◆ DIRECTION
Find each row below that contains the string "blue" and copy those rows out in full. Only matches with the same uppercase and lowercase letters count.

◆ DATA SHOWN
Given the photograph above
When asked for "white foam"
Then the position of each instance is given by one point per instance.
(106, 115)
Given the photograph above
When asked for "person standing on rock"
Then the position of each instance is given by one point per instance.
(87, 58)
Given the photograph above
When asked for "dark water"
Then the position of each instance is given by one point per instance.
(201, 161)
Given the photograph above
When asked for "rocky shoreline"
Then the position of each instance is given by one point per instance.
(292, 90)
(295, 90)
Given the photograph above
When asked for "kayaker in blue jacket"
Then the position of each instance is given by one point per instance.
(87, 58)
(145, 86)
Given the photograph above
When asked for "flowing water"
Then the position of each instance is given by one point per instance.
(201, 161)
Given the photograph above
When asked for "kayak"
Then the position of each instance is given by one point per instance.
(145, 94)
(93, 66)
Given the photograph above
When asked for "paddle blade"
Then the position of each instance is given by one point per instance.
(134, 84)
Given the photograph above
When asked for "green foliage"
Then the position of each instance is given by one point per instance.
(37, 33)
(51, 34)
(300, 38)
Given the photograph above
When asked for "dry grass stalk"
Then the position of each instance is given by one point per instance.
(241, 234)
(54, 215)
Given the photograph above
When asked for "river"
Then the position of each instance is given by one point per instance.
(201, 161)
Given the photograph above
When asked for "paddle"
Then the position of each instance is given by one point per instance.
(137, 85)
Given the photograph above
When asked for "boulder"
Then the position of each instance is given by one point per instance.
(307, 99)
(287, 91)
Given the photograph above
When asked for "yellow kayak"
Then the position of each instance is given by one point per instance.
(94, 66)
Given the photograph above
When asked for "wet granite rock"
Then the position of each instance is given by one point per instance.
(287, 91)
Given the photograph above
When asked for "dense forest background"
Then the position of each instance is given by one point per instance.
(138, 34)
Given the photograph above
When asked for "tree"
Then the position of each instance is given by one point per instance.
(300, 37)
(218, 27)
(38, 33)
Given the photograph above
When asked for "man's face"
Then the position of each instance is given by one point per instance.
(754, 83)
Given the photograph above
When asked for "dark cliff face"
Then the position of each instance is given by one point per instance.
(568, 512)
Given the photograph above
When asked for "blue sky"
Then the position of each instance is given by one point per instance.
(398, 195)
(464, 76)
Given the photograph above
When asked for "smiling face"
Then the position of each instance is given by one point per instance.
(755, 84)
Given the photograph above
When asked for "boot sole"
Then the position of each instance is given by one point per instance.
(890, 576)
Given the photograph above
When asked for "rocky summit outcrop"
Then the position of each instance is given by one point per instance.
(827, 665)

◆ ANSWER IN FULL
When asked for "kayaker in blue jacket"
When asked for "blue sky"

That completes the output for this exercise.